:: RECORDS SHOWN ::

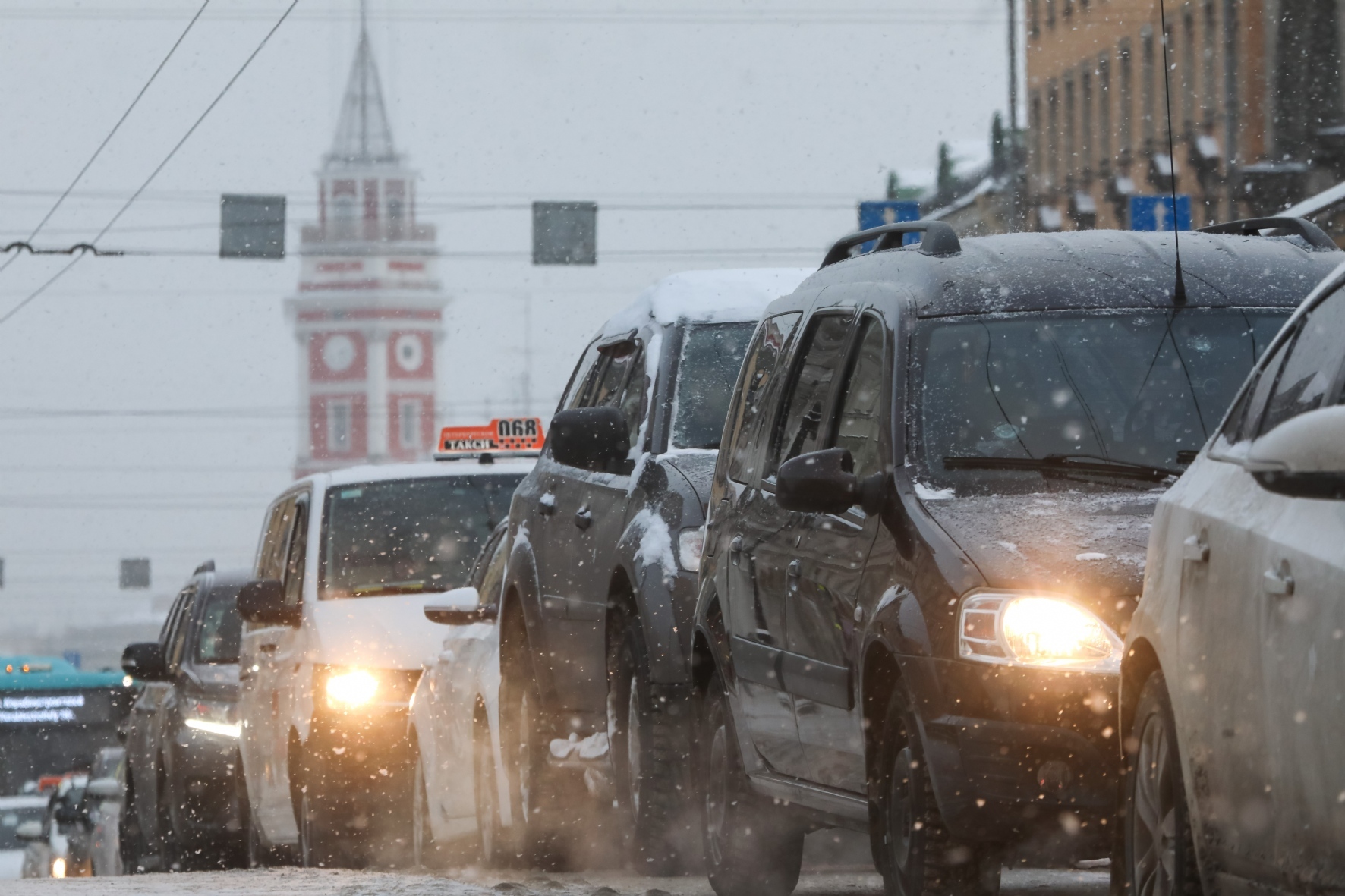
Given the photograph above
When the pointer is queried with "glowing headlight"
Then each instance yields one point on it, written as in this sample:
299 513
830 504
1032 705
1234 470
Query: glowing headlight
351 689
1036 630
690 542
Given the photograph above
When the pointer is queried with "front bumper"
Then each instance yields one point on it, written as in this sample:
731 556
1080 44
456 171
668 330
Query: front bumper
1022 753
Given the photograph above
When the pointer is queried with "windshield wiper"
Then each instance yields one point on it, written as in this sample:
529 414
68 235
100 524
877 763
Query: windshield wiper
1066 464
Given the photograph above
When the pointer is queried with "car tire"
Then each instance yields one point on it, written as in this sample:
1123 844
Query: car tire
919 856
1160 848
751 847
647 747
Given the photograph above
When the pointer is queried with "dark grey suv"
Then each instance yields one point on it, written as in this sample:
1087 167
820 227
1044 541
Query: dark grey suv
927 536
604 546
183 806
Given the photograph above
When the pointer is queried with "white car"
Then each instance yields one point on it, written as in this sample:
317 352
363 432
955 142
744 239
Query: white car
14 812
332 646
1233 680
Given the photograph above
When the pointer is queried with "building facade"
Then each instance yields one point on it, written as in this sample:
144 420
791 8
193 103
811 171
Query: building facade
369 310
1258 120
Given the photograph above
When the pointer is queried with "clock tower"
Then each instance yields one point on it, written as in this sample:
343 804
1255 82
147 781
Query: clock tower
369 310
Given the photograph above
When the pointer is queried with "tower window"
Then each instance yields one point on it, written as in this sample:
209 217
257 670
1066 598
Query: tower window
339 426
408 423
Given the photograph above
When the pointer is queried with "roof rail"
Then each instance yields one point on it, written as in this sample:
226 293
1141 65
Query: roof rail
1303 228
939 240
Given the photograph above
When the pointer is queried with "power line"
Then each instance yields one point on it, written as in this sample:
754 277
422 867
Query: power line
111 134
160 167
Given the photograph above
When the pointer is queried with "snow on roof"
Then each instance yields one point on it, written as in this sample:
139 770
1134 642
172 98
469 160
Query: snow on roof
707 297
425 470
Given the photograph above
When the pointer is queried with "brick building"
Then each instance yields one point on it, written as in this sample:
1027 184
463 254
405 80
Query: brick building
1256 106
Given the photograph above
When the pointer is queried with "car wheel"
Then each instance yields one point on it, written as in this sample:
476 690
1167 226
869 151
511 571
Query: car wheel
1160 850
647 744
752 847
919 854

:::

◆ DIRECTIONS FOR THIS TASK ◆
Transcribe every line from the records above without alteration, and leave out the images.

◆ RESULT ◆
Given the photograph above
When the pointer is queried with "glowing headlight"
Then each instance yields one point on it, written as in this sample:
299 513
830 504
1032 705
1234 470
Query: glowing headlight
351 689
1036 630
690 542
Given the photograph above
When the pointer is queried with "front bumper"
Then each instance yields one point on it, written as in this sample:
731 556
1080 44
456 171
668 330
Query: front bumper
1022 753
Given the photograph above
When the pointer is queried with "windshield wiper"
Then each instance yields one point on it, written as in this sample:
529 414
68 235
100 524
877 763
Query: windshield wiper
1066 464
Given the photograph above
When the pointer is queried with "car tire"
Then each instance yields one point on it, written as in this sample:
1123 844
Query: car tire
919 856
1160 848
751 847
647 747
Given the photograph above
When the pointer is queried with "dark grey suv"
Then each instance yields one point on it, written as in this sample:
1087 167
820 227
1044 541
Query: dark grey suv
927 536
604 546
183 806
Given the photograph above
When the pointer is queried with "white car"
Then each instance yields one point on it, written as in this sample:
317 352
363 432
955 142
744 239
Query: white car
14 812
332 646
1233 680
Given the photograph above
When the pointer is queried with "building facade"
Then each instance yields one point on it, written as in this sample:
144 420
791 8
193 103
811 171
Query: building facade
369 310
1258 120
Given the photograph above
When the pointer is queried with "clock tower"
Then each instance yields one point on it, written as in this sample:
343 804
1255 82
147 781
Query: clock tower
369 310
Given the photograph above
When the pointer is queried with "tower window"
Then each instance yields one point on it, written as in this sample:
209 217
257 670
1066 598
Query: tower window
339 426
408 423
Given the photograph above
When the pointer is queried with "roof rail"
Then each instance yields one point on it, written as in this sample:
226 293
1141 65
Query: roof rail
1303 228
939 240
Given the photograph above
When the pointer is queried with "power line"
Then each instance yields one point on it, written as in this sample:
754 277
422 867
Query: power line
111 134
160 167
Given the photograph above
When the pointer is queried with "snow on roof"
Then each instance yields one point on it, written as in this sample:
139 770
1134 642
172 98
469 160
Query: snow on roof
707 297
425 470
Given the photograph above
When the pointer is queried with "brick building"
Then each instance yields one point on it, written as in this sample:
1027 184
463 254
405 80
Query: brick building
1256 106
Given the photograph above
When the pointer is queried with "car wheel"
Then each instance yields one point on it, written as in this sample:
476 690
1167 226
869 151
511 571
Query: car wheel
1160 850
647 744
752 847
919 854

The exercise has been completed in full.